- **Extracto de página**
<<<<
Se deslizaba la mañana a través de la calle sembrada de cambrones, dos niñas y un niño vestidos de azul caminaban hacia el norte, a encontrarse con el concho que finalmente los llevaría al regazo de las Roques. Tres niños evangélicos que en algún momento me convencieron que, aunque yo no creía en nada, por el hecho de no creer en la virgen estaba más cerca de ellos que de nadie.
Yo iba al mismo lugar, pero por distinto camino, ya que primero tenía que zarandear a mi amigo Sergio, desperezarlo y llevármelo casi a rastras junto a Lupe, su hermana, hacia aquel colegio inefable.
Eran los días de los doce años, de la égida del discípulo, los días de una juventud proscrita, aunque esa proscripción aún no nos había tocado.
Entonces era la poesía, las cartas por correos, la música, la Presidente grande a sesenta centavos y también las serenatas.
Y fue cuando conocí la rectitud de doña Gisela y la mansedumbre abstracta de don Orestes.
Sin darme cuenta, me fui adentrando en eso hasta verme a mí mismo tocando la guitarra en una iglesia de Mata Hambre.
Esos días, junto a la paternidad, han sido lo más parecido al amor y la felicidad que haya experimentado jamás.
Luego la UASD, la medicina, la graduación, y la calle.
Es la primera vez que escribo esto, y lo hago porque sé que tarde o temprano todas esas memorias quedarán en la parte desmemoriada de mi cerebro, y se perderán. Y porque se lo debo a don Orestes Cucurullo.
Una noche, en el Museo de las Casas Reales, en una conversación premonitoria, aquel médico que no podía ocultar en su voz el terrible peso de su experiencia, me reveló todo el misterio de lo que me esperaba por vivir. Y no le creí, no podía creer que todo aquello que me decía con su voz susurrada fuera la realidad de lo que yo veía tan bello.
Una sonrisa triste en sus labios me estremeció: no podía estar mintiendo.
Por muchos años me engañé a mí mismo, diciéndome que aquella era su verdad, su realidad, lo que le había tocado vivir.
Hoy, lo recuerdo como ahora y no puedo más que inclinar mi cabeza, humilde, reverente, y dedicarle una lágrima, nacida de no haber tenido la oportunidad de decirle lo mucho que tenía de razón.
Pero sé que donde esté, me mira y se sonríe, con la misma sonrisa triste que me dedicó esa noche cuando terminó de hablar y observó mi escepticismo.
Mi conversación con el padre de aquellas dos niñas y aquel niño vestidos de azul me permitió entender muchas cosas sobre la naturaleza humana, que en aquella noche mágica no podía alcanzar.
Porque eran días de sueños, de utopías, de invulnerabilidad, en fin, de juventud.
Y heme aquí, maduro, en el otoño de mi vida, evocando esos días, sin nostalgia, con amor y la convicción de que todos, absolutamente todos, hemos cambiado y la secreta felicidad de sentir que ese niño que fui sigue viviendo en mi interior, así como toda la gente que quisimos sigue existiendo en aquellos espacios de tiempo.
>>>>
- **Conjunto de datos**
<<<<
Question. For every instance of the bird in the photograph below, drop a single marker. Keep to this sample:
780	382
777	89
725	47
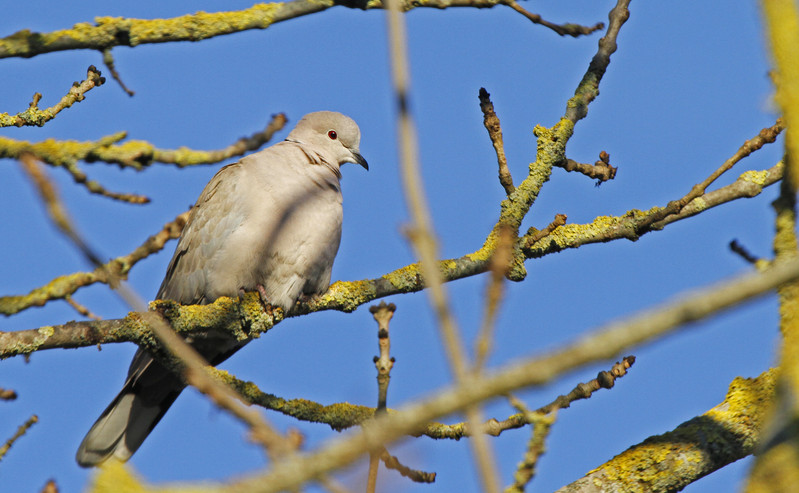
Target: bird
270	223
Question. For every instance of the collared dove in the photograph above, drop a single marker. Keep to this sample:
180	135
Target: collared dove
271	223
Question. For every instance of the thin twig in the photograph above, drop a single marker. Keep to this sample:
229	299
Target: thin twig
194	371
50	487
536	236
491	122
503	255
33	116
108	60
414	475
604	380
525	470
23	428
599	345
81	309
64	286
7	394
382	314
601	170
574	30
742	252
422	236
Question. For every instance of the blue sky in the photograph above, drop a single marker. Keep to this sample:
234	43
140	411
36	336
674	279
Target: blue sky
687	86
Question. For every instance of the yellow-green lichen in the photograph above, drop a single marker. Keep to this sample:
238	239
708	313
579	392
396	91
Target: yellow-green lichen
405	278
757	177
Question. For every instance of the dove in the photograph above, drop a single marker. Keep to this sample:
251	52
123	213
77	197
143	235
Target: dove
269	223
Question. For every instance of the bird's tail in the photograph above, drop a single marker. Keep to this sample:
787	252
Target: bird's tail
132	415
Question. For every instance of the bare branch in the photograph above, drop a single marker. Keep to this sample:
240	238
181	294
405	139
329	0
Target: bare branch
601	170
64	286
569	29
599	345
136	154
23	428
588	89
491	122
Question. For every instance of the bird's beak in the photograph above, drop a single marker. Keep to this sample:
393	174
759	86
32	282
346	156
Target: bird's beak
360	160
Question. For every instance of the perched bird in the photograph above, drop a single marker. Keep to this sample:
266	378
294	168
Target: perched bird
270	222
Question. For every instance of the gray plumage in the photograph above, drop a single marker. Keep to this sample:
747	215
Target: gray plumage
270	223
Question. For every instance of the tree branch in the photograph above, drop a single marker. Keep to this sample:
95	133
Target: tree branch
33	116
706	443
136	154
108	32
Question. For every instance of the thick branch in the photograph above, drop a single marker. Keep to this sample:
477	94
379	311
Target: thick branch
137	154
108	32
706	443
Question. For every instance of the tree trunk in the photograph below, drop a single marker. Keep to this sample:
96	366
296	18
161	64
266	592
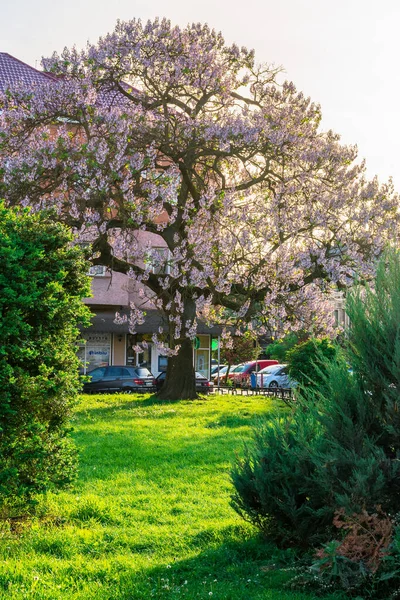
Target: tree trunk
180	383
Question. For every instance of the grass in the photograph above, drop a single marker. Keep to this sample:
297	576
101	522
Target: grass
149	516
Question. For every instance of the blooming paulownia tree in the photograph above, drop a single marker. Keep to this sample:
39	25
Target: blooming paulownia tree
171	131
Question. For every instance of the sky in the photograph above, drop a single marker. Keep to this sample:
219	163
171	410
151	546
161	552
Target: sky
344	54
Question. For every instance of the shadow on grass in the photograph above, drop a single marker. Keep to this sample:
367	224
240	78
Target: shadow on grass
226	568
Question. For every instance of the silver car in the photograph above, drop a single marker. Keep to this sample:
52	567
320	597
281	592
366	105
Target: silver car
275	376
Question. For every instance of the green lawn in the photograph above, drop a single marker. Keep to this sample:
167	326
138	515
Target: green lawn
149	516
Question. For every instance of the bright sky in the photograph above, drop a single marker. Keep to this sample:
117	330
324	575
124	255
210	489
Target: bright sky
343	53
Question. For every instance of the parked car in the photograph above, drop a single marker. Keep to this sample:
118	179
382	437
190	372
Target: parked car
275	376
216	368
240	375
222	371
203	385
119	379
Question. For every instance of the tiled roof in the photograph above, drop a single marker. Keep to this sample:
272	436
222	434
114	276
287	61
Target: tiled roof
13	72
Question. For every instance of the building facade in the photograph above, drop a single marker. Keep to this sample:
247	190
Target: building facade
106	342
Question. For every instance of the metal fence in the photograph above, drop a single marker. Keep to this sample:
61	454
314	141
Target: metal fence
285	394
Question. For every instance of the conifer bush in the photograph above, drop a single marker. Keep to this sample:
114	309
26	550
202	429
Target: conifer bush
339	447
43	279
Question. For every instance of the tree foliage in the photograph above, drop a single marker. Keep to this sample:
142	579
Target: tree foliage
42	280
243	348
173	132
339	448
307	360
278	349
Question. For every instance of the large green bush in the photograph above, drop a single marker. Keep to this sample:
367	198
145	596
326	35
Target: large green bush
306	360
339	448
42	282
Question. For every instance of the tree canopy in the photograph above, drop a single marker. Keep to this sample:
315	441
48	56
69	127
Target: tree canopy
171	131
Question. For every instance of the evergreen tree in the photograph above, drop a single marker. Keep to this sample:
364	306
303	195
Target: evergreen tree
43	279
339	448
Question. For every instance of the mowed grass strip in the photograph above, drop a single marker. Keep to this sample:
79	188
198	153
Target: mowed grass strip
150	515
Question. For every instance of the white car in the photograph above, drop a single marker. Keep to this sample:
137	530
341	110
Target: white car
275	376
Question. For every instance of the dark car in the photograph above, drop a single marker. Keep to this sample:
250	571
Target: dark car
202	384
119	379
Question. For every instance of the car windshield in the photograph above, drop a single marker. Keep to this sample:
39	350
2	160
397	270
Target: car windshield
143	372
239	369
271	369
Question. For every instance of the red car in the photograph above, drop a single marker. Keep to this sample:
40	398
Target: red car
240	375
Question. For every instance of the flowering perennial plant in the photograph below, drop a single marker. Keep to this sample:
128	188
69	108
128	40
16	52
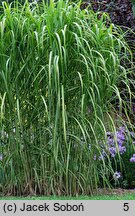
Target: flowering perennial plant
115	144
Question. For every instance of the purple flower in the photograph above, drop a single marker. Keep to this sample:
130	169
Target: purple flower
95	157
132	159
122	149
112	151
133	107
1	157
116	175
101	157
110	141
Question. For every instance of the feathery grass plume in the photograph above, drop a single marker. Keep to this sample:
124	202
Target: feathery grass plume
60	68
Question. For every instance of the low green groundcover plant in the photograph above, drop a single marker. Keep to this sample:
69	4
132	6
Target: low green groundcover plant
61	71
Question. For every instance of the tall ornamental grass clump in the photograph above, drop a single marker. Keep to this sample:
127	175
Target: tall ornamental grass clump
60	74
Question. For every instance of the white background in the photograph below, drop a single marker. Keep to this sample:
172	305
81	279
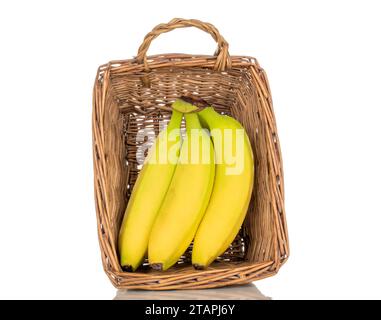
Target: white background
323	63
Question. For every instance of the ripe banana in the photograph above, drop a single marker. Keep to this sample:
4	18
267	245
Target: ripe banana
148	194
187	197
232	188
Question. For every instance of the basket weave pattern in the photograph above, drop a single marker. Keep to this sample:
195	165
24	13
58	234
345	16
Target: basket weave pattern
131	95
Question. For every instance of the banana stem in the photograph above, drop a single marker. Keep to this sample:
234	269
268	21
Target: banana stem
192	122
209	116
175	120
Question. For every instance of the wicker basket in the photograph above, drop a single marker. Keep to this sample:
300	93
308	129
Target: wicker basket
131	95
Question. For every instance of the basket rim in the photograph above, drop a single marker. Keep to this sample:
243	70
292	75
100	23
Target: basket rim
175	60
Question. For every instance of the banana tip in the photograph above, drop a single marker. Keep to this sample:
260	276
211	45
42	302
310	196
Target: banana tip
198	267
127	268
157	266
196	101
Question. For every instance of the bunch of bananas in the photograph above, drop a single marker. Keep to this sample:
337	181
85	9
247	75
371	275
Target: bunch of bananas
193	188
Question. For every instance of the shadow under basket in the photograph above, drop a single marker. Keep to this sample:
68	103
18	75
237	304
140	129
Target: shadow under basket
132	99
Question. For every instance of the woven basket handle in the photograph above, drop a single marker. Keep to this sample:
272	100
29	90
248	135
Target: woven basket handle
223	59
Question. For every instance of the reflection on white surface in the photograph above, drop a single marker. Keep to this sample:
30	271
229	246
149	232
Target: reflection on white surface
244	292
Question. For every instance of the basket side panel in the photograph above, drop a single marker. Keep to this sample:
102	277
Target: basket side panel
265	225
110	170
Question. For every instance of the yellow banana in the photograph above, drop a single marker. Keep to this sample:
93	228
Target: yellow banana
232	188
186	200
148	194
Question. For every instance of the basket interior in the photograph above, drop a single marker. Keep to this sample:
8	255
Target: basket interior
146	107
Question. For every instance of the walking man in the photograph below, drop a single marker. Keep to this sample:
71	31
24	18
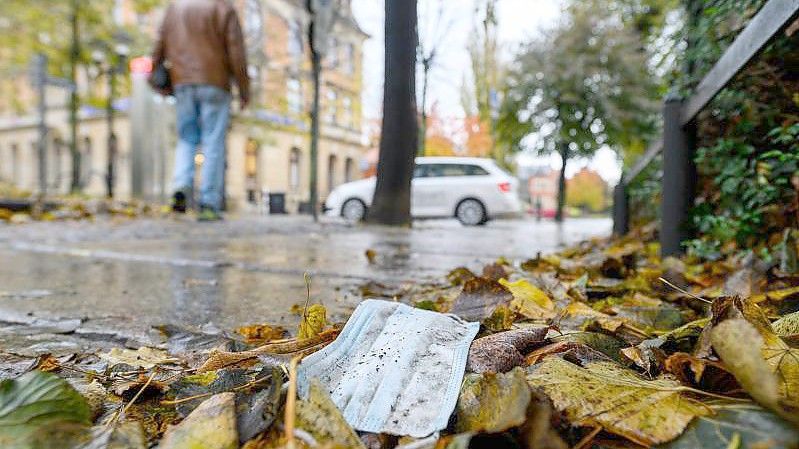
>>>>
- **Consigna A**
Enumera todas las personas que el relato menciona por su nombre.
- **Consigna B**
Repite del relato el pasaje comprendido entre "Entonces era la" y "don Orestes Cucurullo.", ambos incluidos.
- **Consigna C**
Según el relato, ¿qué instrumento se ve tocando quien narra en una iglesia de Mata Hambre?
Las filas no tienen ningún papel en esto.

- **Respuesta esperada A**
Sergio, Lupe, doña Gisela y don Orestes Cucurullo.

- **Respuesta esperada B**
Entonces era la poesía, las cartas por correos, la música, la Presidente grande a sesenta centavos y también las serenatas.
Y fue cuando conocí la rectitud de doña Gisela y la mansedumbre abstracta de don Orestes.
Sin darme cuenta, me fui adentrando en eso hasta verme a mí mismo tocando la guitarra en una iglesia de Mata Hambre.
Esos días, junto a la paternidad, han sido lo más parecido al amor y la felicidad que haya experimentado jamás.
Luego la UASD, la medicina, la graduación, y la calle.
Es la primera vez que escribo esto, y lo hago porque sé que tarde o temprano todas esas memorias quedarán en la parte desmemoriada de mi cerebro, y se perderán. Y porque se lo debo a don Orestes Cucurullo.

- **Respuesta esperada C**
La guitarra.